TEKS YANG DIBERIKAN -
Sumber daya alam misalnya potensi sangat besar. Tinggal bagaimana Pemerintah Aceh serius dan konsisten mengelolanya. Seperti coklat, kopi, nilam, kelapa, perikanan dan sektor pangan lainnya. Potensi ini harusnya bisa dimanfaatkan untuk mensejahterakan masyarakat, dan perlu dilakukan optimalisasi produksi.
Pemerintah tidak Hadir
Namun yang terjadi, masyarakat berupaya sendiri. Pemerintah tidak hadir sampai ke tahap produksi. Sehingga para petani sering dirugikan. Beberapa potensi di atas, Aceh masih sangat tergantung dengan Medan. Akibatnya, harga produksi belum sepenuhnya menjamin dan berpihak pada kesejahteraan petani dan nelayan.

DAFTAR TUGAS -
• 1. Tolong ambil dari teks tentang sumber daya alam Aceh di atas bagian yang dimulai pada "Sumber daya alam" dan berakhir pada "dilakukan optimalisasi produksi.", tanpa mengubah apa pun.
• 2. Tampilkan setiap baris listing di bawah yang memuat kata "riding".

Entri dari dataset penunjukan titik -
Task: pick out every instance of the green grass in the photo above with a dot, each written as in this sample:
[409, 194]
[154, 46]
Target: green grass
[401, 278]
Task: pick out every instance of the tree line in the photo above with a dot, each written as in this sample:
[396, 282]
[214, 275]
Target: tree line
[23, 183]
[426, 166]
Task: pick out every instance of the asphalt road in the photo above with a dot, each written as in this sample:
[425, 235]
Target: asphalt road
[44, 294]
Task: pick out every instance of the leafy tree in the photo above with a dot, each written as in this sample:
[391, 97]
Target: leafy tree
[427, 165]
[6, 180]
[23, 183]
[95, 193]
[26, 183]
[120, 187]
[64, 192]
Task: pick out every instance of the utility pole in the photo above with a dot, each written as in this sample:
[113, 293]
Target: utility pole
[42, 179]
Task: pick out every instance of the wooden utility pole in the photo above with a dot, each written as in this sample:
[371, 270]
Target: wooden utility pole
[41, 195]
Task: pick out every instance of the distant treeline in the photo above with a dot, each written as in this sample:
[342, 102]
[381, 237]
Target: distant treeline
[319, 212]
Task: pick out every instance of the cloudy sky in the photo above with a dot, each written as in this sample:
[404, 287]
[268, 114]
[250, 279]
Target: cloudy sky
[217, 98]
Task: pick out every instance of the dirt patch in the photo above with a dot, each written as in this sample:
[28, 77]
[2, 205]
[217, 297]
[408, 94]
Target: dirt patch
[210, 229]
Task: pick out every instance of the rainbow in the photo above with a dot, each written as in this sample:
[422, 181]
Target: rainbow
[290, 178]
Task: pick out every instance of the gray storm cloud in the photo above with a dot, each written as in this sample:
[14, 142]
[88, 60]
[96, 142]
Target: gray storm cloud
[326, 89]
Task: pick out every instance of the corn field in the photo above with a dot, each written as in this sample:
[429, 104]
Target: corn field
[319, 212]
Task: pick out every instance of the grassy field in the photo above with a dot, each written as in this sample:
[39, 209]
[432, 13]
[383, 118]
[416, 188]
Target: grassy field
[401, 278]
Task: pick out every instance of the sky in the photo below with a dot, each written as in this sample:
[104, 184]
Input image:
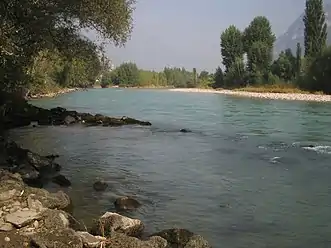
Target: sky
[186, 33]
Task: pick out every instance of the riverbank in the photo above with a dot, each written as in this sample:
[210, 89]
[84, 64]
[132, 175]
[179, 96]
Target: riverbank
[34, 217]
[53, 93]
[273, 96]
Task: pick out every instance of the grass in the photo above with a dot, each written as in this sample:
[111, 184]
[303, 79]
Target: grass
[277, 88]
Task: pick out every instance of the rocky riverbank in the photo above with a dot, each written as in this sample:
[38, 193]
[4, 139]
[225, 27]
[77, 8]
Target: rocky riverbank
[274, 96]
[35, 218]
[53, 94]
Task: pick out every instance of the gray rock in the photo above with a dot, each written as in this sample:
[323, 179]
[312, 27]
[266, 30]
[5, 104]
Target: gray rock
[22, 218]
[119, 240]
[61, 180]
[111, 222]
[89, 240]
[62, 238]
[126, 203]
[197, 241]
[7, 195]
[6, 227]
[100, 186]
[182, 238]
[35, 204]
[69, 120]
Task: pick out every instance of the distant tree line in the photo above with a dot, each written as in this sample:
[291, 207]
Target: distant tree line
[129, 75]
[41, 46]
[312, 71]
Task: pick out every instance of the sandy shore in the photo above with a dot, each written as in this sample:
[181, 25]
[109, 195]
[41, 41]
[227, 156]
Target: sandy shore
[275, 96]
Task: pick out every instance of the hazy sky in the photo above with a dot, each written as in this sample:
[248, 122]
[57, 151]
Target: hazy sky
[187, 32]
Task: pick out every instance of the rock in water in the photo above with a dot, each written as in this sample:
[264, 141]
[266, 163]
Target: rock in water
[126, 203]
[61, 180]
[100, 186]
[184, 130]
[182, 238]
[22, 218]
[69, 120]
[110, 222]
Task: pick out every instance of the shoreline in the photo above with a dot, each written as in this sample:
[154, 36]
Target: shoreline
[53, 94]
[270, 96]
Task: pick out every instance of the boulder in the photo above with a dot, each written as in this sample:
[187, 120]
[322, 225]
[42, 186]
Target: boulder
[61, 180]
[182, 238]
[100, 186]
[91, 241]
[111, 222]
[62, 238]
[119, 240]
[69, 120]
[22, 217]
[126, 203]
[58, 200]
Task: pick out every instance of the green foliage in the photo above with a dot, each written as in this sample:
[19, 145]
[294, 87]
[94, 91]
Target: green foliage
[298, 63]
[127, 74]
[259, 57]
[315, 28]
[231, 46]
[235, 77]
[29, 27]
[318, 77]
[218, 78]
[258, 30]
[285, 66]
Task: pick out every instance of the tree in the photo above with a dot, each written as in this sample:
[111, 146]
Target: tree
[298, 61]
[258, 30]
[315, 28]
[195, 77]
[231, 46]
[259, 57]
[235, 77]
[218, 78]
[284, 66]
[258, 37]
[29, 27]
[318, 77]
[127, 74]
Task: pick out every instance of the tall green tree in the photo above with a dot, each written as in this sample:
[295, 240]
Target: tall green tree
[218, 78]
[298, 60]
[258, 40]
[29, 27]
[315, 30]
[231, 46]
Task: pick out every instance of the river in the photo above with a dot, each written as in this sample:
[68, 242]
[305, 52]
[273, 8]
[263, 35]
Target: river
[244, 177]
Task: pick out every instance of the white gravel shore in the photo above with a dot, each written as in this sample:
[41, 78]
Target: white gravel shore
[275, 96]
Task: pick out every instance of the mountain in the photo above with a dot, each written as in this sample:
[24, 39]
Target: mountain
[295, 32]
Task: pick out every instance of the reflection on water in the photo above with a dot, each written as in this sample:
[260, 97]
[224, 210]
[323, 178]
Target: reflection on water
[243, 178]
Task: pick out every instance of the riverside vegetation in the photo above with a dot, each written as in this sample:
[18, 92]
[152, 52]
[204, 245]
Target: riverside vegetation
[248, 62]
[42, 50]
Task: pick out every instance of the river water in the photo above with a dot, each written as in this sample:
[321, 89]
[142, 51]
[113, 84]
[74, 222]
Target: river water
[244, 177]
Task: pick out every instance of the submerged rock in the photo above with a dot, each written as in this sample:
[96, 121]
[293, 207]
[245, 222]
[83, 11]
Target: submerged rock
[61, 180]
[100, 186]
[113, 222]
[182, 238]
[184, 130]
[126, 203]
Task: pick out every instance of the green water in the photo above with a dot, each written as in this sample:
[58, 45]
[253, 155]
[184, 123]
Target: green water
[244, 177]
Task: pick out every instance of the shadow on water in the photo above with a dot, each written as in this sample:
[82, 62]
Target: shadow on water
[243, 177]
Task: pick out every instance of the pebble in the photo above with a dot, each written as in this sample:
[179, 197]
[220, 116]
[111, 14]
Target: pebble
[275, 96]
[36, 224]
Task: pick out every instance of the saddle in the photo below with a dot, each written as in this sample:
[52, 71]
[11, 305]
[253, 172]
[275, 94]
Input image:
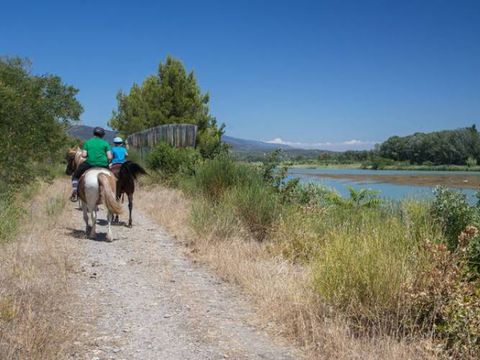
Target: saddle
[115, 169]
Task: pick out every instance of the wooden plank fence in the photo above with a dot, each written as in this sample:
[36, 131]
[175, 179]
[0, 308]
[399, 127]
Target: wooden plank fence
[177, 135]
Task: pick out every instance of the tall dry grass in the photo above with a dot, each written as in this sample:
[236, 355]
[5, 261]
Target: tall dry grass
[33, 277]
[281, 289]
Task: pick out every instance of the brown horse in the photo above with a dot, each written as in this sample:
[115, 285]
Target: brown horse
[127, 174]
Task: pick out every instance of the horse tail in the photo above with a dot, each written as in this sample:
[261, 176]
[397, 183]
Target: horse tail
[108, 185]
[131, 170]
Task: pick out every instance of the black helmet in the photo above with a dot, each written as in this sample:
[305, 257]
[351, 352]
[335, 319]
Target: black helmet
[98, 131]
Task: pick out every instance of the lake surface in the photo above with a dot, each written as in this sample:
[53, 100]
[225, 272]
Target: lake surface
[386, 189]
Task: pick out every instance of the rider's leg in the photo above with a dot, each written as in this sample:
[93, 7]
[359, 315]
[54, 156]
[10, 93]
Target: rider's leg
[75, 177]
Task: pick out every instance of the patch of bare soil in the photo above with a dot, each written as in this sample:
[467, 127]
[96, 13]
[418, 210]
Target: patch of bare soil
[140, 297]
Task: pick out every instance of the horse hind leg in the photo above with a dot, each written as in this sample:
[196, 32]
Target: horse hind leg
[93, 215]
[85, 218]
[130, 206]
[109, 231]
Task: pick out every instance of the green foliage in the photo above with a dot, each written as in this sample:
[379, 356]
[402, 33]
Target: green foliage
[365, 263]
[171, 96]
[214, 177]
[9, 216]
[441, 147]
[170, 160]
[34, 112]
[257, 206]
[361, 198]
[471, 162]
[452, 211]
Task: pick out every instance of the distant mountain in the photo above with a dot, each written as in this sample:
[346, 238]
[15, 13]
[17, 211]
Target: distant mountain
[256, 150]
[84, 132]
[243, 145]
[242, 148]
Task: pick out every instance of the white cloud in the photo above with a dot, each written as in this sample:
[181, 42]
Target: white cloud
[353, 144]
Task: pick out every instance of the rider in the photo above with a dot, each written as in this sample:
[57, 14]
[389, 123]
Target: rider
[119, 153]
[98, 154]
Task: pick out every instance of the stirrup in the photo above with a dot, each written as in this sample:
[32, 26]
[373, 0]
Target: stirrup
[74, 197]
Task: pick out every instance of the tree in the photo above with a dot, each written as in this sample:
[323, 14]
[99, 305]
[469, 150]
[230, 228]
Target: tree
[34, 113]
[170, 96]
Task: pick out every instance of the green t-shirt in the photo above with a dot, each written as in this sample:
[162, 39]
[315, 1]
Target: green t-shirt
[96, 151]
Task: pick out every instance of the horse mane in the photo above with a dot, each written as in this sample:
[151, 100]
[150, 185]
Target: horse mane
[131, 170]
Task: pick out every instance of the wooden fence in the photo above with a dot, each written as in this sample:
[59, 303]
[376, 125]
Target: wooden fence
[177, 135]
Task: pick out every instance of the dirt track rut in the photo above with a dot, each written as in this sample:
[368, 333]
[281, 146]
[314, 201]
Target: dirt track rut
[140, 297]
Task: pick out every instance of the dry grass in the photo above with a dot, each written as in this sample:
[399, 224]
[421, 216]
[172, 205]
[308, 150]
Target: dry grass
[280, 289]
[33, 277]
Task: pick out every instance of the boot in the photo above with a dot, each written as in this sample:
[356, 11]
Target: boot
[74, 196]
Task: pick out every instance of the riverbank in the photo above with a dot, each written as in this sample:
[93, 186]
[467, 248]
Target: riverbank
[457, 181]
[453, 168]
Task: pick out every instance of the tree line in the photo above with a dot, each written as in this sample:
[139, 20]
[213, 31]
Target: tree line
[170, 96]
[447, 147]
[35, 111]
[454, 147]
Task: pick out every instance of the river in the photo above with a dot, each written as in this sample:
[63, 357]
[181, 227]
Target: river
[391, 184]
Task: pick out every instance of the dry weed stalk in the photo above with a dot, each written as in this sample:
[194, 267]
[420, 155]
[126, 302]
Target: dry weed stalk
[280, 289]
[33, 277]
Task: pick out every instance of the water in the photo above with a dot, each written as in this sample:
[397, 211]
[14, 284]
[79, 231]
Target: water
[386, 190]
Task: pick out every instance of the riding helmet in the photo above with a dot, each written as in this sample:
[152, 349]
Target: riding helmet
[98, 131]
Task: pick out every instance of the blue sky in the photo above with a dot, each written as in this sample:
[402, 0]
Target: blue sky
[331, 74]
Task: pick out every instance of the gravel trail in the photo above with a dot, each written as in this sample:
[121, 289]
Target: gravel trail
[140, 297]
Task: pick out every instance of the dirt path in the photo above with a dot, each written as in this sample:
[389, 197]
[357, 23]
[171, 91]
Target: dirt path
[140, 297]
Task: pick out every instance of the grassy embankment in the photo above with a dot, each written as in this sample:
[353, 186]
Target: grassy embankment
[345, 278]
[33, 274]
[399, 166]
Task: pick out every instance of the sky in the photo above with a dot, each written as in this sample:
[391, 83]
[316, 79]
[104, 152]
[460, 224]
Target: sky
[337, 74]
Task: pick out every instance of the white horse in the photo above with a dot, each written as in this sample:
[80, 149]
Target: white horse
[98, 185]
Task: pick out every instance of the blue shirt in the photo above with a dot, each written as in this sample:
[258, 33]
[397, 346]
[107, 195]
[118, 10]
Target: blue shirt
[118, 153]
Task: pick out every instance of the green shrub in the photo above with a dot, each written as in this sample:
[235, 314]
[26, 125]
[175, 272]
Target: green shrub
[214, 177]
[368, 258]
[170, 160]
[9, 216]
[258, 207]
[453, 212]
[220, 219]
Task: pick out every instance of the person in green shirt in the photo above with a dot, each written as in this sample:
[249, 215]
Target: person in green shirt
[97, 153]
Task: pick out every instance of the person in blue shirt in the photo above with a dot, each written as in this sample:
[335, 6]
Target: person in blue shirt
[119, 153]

DAFTAR JAWABAN -
• 1.
Sumber daya alam misalnya potensi sangat besar. Tinggal bagaimana Pemerintah Aceh serius dan konsisten mengelolanya. Seperti coklat, kopi, nilam, kelapa, perikanan dan sektor pangan lainnya. Potensi ini harusnya bisa dimanfaatkan untuk mensejahterakan masyarakat, dan perlu dilakukan optimalisasi produksi.

• 2.
Task: pick out every instance of the riding helmet in the photo above with a dot, each written as in this sample:
Target: riding helmet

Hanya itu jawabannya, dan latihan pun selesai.